**Source text:**
- - - - - - -

Prospect theory value as investment factor

Prospect theory value is a valid investment factor, particularly in episodes of apparent market inefficiency. Prospect theory is a popular model of irrational decision making. It emphasizes a realistic mental representation of expected gains and losses and an individual’s evaluation of such representations. Prospect theory explains asymmetric loss aversion (view post here) and gambling preferences (view post here). Since mental representations of expected returns and volatility are often driven by price charts, prospect theory value can be estimated based on historic asset return distributions. Assets with a high prospect theory value should have low subsequent returns and vice versa. This proposition holds even if part of the market is fully rational as long as there are balance sheet and risk limits. Empirical academic papers have confirmed the prospect theory value in international equity, corporate bond and foreign exchange markets.

The below are mostly quotes from three empirical papers referenced at the bottom of the post. Cursive text and text in brackets have been added for clarity.

- - - - - - -

**Records provided:**
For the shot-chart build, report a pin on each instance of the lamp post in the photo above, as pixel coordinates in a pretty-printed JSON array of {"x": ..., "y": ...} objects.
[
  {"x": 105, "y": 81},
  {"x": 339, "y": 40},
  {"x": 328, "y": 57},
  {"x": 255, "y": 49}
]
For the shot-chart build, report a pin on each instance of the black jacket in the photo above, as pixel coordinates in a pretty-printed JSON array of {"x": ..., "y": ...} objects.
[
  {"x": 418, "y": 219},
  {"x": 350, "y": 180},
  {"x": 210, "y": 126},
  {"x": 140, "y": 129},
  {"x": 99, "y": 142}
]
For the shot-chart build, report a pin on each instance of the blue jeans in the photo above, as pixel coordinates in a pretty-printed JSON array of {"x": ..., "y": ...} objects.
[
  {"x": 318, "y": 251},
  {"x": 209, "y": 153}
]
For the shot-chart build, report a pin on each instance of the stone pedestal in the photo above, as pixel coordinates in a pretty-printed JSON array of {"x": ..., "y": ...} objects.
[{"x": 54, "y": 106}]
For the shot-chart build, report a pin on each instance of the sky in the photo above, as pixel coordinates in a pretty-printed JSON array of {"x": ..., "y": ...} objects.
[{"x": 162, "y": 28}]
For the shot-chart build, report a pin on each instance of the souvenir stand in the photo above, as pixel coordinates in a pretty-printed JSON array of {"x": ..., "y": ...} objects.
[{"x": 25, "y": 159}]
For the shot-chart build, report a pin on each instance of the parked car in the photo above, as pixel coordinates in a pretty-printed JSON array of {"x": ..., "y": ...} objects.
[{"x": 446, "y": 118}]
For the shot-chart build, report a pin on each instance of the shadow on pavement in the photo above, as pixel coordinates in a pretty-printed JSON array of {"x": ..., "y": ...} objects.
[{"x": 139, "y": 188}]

- - - - - - -

**What this exercise asks:**
1) In the prospect theory value text, in which markets have empirical academic papers confirmed prospect theory value?
2) Condense the paragraph of the prospect theory value text beginning "Prospect theory value is a valid investment factor" into a bulleted list that keeps its main facts.
3) From the prospect theory value text, extract the passage from "The below are" up to and including "added for clarity.", without altering a word.

**Problem solutions:**
1) International equity, corporate bond and foreign exchange markets.

2)
- Prospect theory value is a valid investment factor, especially during apparent market inefficiency.
- Prospect theory is a popular model of irrational decision making. It stresses realistic mental representations of expected gains and losses and how individuals evaluate them.
- It explains asymmetric loss aversion and gambling preferences.
- Price charts often drive mental representations of expected returns and volatility, so prospect theory value can be estimated from historic asset return distributions.
- Assets with high prospect theory value should have low subsequent returns, and vice versa.
- This holds even if part of the market is fully rational, as long as balance sheet and risk limits exist.
- Empirical academic papers have confirmed it in international equity, corporate bond and foreign exchange markets.

3)
The below are mostly quotes from three empirical papers referenced at the bottom of the post. Cursive text and text in brackets have been added for clarity.